What this task involves: What appears from the first line of the records below through the line containing "Target: gray tail feather" must be reproduced verbatim.

Records supplied:
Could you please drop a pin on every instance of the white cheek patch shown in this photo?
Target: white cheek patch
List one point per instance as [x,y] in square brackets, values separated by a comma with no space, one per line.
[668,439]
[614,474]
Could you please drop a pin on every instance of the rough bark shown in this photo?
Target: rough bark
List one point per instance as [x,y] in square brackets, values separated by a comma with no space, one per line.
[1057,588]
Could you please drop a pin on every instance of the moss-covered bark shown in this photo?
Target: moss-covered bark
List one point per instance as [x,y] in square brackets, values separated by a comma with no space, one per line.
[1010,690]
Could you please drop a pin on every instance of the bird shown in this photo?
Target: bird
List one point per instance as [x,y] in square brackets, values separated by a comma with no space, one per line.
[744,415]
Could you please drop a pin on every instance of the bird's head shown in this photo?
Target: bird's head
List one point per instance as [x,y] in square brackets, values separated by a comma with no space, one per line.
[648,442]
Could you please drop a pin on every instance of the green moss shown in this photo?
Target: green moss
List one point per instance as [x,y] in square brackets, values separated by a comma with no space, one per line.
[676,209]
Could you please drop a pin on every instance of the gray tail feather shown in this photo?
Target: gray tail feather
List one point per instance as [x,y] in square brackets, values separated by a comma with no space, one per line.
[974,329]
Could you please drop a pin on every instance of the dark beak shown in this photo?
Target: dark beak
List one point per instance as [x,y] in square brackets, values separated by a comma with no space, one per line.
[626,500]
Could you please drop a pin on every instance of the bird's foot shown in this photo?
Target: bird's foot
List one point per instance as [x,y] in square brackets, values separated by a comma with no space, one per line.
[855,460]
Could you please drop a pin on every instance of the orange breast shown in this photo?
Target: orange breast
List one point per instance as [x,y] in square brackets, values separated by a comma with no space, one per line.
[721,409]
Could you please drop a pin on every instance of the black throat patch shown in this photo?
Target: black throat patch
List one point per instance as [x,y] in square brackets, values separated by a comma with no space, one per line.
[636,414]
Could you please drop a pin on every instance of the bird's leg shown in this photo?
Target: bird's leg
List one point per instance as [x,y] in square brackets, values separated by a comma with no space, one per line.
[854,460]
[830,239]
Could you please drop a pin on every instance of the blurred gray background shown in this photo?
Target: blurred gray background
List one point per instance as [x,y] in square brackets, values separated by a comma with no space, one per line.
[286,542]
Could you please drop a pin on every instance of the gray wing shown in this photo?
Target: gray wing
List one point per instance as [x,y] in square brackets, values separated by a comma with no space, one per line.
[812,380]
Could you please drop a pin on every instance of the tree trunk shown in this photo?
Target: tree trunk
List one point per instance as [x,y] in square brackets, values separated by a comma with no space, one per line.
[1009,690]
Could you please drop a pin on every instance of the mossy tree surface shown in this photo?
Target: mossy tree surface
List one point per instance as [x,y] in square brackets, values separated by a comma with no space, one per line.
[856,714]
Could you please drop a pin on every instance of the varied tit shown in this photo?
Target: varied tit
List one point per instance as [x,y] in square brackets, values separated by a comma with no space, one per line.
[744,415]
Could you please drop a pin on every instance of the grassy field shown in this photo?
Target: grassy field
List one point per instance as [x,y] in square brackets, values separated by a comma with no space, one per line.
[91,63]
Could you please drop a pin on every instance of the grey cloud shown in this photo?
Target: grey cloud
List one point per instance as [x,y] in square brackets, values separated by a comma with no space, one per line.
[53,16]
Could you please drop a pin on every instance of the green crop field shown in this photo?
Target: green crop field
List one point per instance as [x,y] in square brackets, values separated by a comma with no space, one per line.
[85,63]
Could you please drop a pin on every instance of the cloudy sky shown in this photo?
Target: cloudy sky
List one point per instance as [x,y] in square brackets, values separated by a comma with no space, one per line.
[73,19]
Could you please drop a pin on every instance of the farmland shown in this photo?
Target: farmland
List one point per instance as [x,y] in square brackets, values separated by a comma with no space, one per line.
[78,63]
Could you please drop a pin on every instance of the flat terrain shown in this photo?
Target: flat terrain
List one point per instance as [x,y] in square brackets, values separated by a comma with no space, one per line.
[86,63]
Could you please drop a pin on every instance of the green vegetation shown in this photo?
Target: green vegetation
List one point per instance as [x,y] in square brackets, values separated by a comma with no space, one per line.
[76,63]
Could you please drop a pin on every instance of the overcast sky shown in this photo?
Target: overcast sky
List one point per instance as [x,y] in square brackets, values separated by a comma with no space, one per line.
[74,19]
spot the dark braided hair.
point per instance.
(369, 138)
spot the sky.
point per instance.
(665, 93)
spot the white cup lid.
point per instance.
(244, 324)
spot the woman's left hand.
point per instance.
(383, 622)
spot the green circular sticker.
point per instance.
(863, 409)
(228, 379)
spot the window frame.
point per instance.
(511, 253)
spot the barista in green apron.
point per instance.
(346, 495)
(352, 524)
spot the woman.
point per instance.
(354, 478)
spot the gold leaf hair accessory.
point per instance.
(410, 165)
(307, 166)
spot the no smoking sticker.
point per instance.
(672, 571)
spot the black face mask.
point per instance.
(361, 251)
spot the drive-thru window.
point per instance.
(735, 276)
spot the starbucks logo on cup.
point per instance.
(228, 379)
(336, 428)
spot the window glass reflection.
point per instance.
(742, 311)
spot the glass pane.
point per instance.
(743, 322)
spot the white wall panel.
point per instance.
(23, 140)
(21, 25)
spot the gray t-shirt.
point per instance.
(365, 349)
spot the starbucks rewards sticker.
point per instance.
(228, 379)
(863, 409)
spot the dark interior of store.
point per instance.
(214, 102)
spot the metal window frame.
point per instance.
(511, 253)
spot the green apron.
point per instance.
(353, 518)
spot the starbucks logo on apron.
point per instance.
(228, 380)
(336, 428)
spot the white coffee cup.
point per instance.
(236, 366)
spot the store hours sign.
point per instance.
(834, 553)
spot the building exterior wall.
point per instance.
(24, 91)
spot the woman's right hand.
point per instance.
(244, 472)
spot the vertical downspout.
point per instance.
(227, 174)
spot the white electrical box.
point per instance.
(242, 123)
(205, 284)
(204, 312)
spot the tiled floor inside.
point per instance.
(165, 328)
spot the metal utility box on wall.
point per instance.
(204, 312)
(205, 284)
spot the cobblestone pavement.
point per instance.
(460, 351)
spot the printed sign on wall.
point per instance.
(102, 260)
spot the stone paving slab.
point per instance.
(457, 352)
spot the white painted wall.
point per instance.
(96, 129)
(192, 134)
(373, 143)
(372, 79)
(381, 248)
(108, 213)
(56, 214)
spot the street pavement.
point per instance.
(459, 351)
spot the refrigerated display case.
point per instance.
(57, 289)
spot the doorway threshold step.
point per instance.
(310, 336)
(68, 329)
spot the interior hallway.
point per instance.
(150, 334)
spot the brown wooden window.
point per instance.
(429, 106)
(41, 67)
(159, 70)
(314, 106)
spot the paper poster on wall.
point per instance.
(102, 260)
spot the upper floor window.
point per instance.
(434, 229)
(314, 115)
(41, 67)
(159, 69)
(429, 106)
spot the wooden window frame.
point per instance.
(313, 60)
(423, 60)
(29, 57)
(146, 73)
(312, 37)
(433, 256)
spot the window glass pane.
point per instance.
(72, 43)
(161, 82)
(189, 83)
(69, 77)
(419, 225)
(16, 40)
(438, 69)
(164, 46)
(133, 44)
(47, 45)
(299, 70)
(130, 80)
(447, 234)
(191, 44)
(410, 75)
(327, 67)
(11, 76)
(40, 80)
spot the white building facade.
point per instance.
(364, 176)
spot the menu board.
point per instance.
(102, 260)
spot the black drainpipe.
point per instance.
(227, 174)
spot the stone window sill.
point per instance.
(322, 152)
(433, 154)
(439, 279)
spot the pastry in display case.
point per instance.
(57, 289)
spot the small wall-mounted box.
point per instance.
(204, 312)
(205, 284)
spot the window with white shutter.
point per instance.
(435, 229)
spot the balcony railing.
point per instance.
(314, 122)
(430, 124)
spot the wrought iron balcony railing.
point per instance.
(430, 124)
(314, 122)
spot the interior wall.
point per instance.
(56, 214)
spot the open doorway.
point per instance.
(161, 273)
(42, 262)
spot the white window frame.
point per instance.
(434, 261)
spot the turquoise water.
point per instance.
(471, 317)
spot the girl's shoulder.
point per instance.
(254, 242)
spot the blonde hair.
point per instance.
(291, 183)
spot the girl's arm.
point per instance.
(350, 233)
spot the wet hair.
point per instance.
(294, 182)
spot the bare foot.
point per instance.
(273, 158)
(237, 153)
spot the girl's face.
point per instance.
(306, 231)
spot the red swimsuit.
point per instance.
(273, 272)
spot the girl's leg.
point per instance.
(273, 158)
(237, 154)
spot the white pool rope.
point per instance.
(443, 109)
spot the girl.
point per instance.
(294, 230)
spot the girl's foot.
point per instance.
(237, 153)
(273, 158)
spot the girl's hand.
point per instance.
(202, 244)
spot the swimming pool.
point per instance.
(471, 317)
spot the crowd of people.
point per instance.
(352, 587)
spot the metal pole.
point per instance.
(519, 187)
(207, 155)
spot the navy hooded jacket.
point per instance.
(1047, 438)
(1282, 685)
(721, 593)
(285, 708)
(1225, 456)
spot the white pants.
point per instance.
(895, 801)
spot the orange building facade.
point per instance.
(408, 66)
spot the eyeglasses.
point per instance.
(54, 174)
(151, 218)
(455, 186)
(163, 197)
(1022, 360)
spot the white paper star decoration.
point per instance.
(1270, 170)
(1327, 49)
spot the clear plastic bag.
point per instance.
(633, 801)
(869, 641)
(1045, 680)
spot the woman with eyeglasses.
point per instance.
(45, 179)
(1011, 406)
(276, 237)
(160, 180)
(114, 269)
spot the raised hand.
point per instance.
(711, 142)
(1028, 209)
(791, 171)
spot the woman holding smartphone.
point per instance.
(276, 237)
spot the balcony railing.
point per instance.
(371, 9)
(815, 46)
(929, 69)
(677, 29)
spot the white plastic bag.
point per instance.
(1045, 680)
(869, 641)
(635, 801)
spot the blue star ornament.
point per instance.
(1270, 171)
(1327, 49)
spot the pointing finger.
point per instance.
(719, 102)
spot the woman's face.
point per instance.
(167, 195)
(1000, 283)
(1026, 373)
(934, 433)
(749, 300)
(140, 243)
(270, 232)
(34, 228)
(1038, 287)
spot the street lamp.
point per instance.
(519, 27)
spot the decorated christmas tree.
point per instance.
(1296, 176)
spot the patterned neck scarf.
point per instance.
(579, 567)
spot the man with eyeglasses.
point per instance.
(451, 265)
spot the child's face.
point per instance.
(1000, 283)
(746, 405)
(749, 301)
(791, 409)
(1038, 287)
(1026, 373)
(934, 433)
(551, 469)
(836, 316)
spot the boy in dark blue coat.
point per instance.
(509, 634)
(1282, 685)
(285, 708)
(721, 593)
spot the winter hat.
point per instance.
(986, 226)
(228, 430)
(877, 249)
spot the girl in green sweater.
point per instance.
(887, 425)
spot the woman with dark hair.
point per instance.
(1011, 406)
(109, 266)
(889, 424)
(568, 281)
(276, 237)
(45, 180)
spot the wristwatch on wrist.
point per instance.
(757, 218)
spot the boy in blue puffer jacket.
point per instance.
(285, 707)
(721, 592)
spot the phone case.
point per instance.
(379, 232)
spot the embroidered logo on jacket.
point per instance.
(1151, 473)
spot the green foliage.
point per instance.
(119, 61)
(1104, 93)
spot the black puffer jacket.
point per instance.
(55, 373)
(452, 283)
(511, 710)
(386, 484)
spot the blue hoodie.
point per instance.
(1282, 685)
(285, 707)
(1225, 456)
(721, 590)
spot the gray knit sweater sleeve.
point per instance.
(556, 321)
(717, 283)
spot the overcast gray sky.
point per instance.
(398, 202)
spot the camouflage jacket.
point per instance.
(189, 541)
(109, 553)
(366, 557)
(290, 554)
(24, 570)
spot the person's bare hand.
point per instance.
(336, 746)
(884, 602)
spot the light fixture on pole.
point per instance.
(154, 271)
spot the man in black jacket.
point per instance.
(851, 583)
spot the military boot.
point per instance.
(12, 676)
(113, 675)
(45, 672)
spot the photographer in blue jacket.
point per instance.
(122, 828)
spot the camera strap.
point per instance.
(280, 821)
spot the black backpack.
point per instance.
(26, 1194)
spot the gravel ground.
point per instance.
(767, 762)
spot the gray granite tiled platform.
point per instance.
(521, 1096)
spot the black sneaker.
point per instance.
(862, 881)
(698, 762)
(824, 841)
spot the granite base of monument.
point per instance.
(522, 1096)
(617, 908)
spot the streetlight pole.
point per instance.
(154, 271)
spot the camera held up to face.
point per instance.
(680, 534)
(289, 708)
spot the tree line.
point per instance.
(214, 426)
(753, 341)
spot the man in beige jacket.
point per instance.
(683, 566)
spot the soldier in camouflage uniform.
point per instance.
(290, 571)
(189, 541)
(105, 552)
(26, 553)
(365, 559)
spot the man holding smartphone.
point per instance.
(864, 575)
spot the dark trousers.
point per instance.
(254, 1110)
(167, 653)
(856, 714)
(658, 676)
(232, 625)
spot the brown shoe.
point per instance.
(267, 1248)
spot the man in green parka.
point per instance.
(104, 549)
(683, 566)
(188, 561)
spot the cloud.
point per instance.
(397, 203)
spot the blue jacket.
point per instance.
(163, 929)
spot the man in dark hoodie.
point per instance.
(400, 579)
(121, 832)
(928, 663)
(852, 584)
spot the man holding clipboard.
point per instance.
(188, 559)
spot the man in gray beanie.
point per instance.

Solution to this task:
Could you please drop a pin on every instance of the white cheek patch shown in this photo?
Target: white cheek patch
List one point per instance as [x,y] in square brackets, values separated by a comma with no space, one per line.
[668,439]
[614,474]
Could you please drop a pin on every instance of the rough bark shown in this photo?
Target: rough bark
List one point per instance as [x,y] in square brackets, values separated by a comma with no space, one per line.
[1057,588]
Could you please drop a pin on every instance of the moss-covered bark shown in this photo?
Target: moss-covered bark
List one point per instance as [x,y] in square brackets, values separated by a comma with no space, one per line.
[1010,690]
Could you please drop a pin on every instance of the bird shown in this photo?
Target: bird
List one point per instance as [x,y] in square brackets, values separated by a comma with no space, one per line.
[744,415]
Could you please drop a pin on every instance of the bird's head shown in this photo?
Target: bird's head
List one point per instance as [x,y] in square brackets, values separated by a comma with no space, one per line.
[648,442]
Could you please drop a pin on every instance of the green moss shown in this photo?
Target: green moss
List one point per instance as [x,y] in square brackets, values separated by a comma with no space, one per line.
[676,209]
Could you please drop a pin on every instance of the gray tail feather shown in this photo?
Target: gray tail feather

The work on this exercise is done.